Dataset excerpts on object pointing:
==*==
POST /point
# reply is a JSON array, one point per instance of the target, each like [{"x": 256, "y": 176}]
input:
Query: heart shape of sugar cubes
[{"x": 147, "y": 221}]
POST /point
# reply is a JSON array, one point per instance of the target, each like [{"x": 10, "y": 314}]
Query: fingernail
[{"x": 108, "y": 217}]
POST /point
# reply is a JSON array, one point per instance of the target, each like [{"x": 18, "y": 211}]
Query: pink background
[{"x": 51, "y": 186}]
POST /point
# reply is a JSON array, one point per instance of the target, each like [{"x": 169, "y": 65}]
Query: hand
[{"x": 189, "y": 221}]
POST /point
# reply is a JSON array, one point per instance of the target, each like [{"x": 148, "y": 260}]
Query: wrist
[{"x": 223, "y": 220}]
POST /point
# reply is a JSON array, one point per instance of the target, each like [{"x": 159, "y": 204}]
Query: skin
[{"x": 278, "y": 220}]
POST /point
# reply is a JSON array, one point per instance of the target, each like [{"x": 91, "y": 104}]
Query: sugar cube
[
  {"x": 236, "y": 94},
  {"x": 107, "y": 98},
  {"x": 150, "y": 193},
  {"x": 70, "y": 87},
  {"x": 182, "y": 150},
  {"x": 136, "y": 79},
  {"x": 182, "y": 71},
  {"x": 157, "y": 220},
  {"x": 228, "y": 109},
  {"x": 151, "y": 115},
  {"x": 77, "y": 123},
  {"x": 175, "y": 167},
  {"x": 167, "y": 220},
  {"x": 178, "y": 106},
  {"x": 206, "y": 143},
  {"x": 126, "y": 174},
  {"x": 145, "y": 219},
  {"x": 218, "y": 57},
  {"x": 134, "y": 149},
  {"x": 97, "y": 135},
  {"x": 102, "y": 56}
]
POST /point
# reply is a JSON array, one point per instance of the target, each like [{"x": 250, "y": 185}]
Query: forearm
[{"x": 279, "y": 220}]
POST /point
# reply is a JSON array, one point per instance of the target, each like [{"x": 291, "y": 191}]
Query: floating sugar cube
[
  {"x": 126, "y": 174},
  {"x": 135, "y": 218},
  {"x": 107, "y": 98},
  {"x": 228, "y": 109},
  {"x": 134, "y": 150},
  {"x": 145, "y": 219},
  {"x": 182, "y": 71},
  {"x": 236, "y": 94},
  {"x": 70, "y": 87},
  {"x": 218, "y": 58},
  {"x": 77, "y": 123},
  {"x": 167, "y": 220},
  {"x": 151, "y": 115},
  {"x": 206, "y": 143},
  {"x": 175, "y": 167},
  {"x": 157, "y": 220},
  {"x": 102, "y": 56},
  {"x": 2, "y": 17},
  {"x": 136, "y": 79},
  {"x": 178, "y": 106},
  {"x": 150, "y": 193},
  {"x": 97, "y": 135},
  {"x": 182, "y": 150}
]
==*==
WHAT IS EXPECTED – Repeat the data verbatim.

COMPLETE ANSWER –
POST /point
# reply is a JSON array, one point per instance of the target, each like [{"x": 256, "y": 176}]
input:
Query: heart shape of sugar cubes
[{"x": 147, "y": 221}]
POST /point
# reply is a JSON array, one point per instance of the target, each like [{"x": 10, "y": 314}]
Query: fingernail
[{"x": 108, "y": 217}]
POST /point
# reply is a JSON array, one point per instance of the target, each like [{"x": 18, "y": 211}]
Query: pink background
[{"x": 51, "y": 186}]
POST /point
# reply is a JSON array, one point per instance of the target, each like [{"x": 169, "y": 65}]
Query: hand
[{"x": 189, "y": 221}]
POST /point
# reply is a JSON array, one point per instance of the target, each like [{"x": 148, "y": 260}]
Query: wrist
[{"x": 223, "y": 220}]
POST /point
# reply is a JSON array, one point per instance of the target, each like [{"x": 159, "y": 204}]
Query: skin
[{"x": 278, "y": 220}]
POST /point
# reply is a JSON array, one point per instance of the target, each like [{"x": 91, "y": 104}]
Query: sugar cube
[
  {"x": 236, "y": 94},
  {"x": 107, "y": 98},
  {"x": 150, "y": 193},
  {"x": 70, "y": 87},
  {"x": 182, "y": 150},
  {"x": 136, "y": 79},
  {"x": 182, "y": 71},
  {"x": 157, "y": 220},
  {"x": 228, "y": 109},
  {"x": 151, "y": 115},
  {"x": 77, "y": 123},
  {"x": 175, "y": 167},
  {"x": 167, "y": 220},
  {"x": 178, "y": 106},
  {"x": 206, "y": 143},
  {"x": 126, "y": 174},
  {"x": 145, "y": 219},
  {"x": 218, "y": 57},
  {"x": 134, "y": 149},
  {"x": 97, "y": 135},
  {"x": 102, "y": 56}
]
POST /point
# reply is a JSON array, one point per instance of the target, each like [{"x": 250, "y": 185}]
Query: forearm
[{"x": 279, "y": 220}]
POST /point
# reply is a JSON array, one point per instance of the target, each like [{"x": 291, "y": 191}]
Query: floating sugar cube
[
  {"x": 126, "y": 174},
  {"x": 135, "y": 218},
  {"x": 107, "y": 98},
  {"x": 228, "y": 109},
  {"x": 134, "y": 150},
  {"x": 145, "y": 219},
  {"x": 182, "y": 71},
  {"x": 236, "y": 94},
  {"x": 70, "y": 87},
  {"x": 218, "y": 58},
  {"x": 77, "y": 123},
  {"x": 167, "y": 220},
  {"x": 151, "y": 115},
  {"x": 206, "y": 143},
  {"x": 175, "y": 167},
  {"x": 157, "y": 220},
  {"x": 102, "y": 56},
  {"x": 2, "y": 17},
  {"x": 136, "y": 79},
  {"x": 178, "y": 106},
  {"x": 150, "y": 193},
  {"x": 97, "y": 135},
  {"x": 182, "y": 150}
]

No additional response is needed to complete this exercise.